* GIVEN PASSAGE
:::
Ordinarily, we’d register this with ZCML. For the purpose of the test, we’ll register it using the zope.component API.

>>> from zope.component import provideAdapter
>>> provideAdapter(TestBodyMarshaler)

Hint: If the schema contained multiple text fields, this adapter would apply to all of them. To avoid that, we could either mark the field with a custom marker interface (similary to the way we marked a field with IPrimaryField above), or have the marshaler check the field name.

Let’s now try again:

>>> msg = constructMessageFromSchema(content, ITestContent)
>>> print renderMessage(msg)
title: Test title
description: =?utf-8?q?Test_description=0D=0Awith_a_newline?=
emptyfield:
MIME-Version: 1.0
Content-Type: text/html; charset="utf-8"
<BLANKLINE>
<p>Test body</p>

Notice how the Content-Type has changed.

Consuming a message

A message can be used to initialise an object. The object has to be constructed first:

>>> newContent = TestContent()

We then need to obtain a Message object. The email module contains helper functions for this purpose.

>>> messageBody = """\
... title: Test title
... description: =?utf-8?q?Test_description=0D=0Awith_a_newline?=
... Content-Type: text/html
...
... <p>Test body</p>"""
>>> from email import message_from_string
>>> msg = message_from_string(messageBody)

The message can now be used to initialise the object according to the given schema. This should be the same schema as the one used to construct the message.

>>> from plone.rfc822 import initializeObjectFromSchema
>>> initializeObjectFromSchema(newContent, ITestContent, msg)
>>> newContent.title
u'Test title'
>>> newContent.description
u'Test description\nwith a newline'
>>> newContent.body
u'<p>Test body</p>'

We can also consume messages with a transfer encoding and a charset:

>>> messageBody = """\
... title: =?utf-8?q?Test_title?=
... description: =?utf-8?q?Test_description=0D=0Awith_a_newline?=
... emptyfield:
... Content-Transfer-Encoding: base64
... Content-Type: text/html; charset="utf-8"
... <BLANKLINE>
... PHA+VGVzdCBib2R5PC9wPg==
... <BLANKLINE>"""
>>> msg = message_from_string(messageBody)
>>> msg.get_content_type()
'text/html'
>>> msg.get_content_charset()
'utf-8'
>>> initializeObjectFromSchema(newContent, ITestContent, msg)
>>> newContent.title
u'Test title'
>>> newContent.description
u'Test description\nwith a newline'
>>> newContent.body
u'<p>Test body</p>'

Note: Empty fields will result in the field’s missing_value being used:

>>> newContent.emptyfield
u'missing'

Handling multiple primary fields and duplicate field names

It is possible that our type could have multiple primary fields or even duplicate field names.

For example, consider the following schema interface, intended to be used in an annotation adapter:

>>> class IPersonalDetails(Interface):
...     description = schema.Text(title=u"Personal description")
...     currentAge = schema.Int(title=u"Age", min=0)
...     personalProfile = schema.Text(title=u"Profile")
>>> alsoProvides(IPersonalDetails['personalProfile'], IPrimaryField)

The annotation storage would look like this:

>>> from persistent import Persistent
>>> class PersonalDetailsAnnotation(Persistent):
...     implements(IPersonalDetails)
...     adapts(ITestContent)
...
:::
* RECORDS FOR PROCESSING

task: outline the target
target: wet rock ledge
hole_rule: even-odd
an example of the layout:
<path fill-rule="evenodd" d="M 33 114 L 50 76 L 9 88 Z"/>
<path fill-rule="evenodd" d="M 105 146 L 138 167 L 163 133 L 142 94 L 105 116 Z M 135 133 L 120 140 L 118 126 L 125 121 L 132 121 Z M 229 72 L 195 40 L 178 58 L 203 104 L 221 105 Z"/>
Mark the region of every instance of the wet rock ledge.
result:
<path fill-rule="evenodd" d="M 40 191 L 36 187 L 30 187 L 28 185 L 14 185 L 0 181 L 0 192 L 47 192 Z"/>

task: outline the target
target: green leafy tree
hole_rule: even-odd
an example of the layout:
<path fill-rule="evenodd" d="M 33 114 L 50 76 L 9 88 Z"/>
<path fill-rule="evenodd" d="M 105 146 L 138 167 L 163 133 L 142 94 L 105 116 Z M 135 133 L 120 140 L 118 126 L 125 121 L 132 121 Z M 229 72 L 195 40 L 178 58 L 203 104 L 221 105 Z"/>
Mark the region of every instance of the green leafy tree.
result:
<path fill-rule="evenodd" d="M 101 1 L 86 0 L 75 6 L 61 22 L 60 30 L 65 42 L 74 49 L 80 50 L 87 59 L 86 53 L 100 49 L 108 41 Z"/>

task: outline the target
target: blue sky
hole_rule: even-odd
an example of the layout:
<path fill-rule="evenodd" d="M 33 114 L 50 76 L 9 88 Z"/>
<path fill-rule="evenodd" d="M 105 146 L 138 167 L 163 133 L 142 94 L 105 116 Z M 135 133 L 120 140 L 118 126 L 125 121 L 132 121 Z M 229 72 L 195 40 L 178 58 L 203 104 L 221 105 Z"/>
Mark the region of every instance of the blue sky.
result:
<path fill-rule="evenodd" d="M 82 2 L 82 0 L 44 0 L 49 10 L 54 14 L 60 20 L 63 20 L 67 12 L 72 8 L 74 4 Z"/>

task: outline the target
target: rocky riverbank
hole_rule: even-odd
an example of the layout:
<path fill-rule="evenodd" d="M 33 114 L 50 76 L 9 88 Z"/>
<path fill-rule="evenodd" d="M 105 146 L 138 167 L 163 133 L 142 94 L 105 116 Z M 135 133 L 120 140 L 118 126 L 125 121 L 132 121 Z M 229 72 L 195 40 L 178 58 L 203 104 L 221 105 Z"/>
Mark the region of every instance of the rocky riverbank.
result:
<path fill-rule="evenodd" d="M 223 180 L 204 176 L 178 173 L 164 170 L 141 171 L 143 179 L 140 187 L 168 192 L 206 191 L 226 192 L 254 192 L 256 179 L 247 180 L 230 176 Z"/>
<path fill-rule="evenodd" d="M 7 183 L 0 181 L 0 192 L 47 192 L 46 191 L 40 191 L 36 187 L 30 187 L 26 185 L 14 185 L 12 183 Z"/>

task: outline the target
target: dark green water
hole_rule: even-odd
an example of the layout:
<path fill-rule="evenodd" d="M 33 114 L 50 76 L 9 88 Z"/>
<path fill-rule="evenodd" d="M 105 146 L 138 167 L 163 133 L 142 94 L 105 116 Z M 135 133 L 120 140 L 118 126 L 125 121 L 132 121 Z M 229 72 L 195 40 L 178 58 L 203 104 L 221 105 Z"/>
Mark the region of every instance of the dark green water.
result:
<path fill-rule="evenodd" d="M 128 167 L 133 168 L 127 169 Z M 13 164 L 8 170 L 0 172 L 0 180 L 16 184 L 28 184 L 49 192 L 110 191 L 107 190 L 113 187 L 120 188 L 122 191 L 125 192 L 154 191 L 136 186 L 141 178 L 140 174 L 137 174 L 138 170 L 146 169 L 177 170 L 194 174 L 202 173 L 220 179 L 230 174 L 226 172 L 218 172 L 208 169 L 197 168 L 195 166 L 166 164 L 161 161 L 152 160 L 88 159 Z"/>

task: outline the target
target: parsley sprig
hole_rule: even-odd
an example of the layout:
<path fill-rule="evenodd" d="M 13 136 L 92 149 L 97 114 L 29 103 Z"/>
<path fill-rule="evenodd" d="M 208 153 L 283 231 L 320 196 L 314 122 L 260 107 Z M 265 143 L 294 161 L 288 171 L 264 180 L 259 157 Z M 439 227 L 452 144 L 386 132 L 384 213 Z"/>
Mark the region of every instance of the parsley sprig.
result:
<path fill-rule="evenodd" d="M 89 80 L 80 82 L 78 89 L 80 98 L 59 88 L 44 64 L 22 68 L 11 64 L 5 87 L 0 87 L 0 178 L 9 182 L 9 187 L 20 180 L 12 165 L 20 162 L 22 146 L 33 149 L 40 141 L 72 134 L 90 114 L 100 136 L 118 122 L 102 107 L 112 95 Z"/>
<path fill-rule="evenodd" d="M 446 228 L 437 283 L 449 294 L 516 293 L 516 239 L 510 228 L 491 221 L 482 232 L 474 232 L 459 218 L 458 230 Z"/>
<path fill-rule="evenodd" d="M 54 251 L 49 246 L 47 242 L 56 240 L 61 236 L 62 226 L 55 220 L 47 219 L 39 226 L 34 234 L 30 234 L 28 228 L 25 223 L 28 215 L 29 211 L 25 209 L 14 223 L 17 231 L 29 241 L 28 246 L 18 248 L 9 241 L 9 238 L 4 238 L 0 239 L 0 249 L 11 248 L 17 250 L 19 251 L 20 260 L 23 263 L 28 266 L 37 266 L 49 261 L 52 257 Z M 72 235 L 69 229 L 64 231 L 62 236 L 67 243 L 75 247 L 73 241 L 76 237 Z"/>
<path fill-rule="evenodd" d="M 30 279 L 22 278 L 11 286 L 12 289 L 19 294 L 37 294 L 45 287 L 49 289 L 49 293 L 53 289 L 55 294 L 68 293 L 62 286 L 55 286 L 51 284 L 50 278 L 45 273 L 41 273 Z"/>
:::
* PROBLEM SET
A – According to the plone.rfc822 text, what happens to empty fields when a message is consumed?
B – Please state how many lines of the records contain the string "parsley", giving only the number.
The plone.rfc822 text and the records come from unrelated sources.

* PROBLEM SOLUTIONS
A – The field's missing_value is used.

B – 2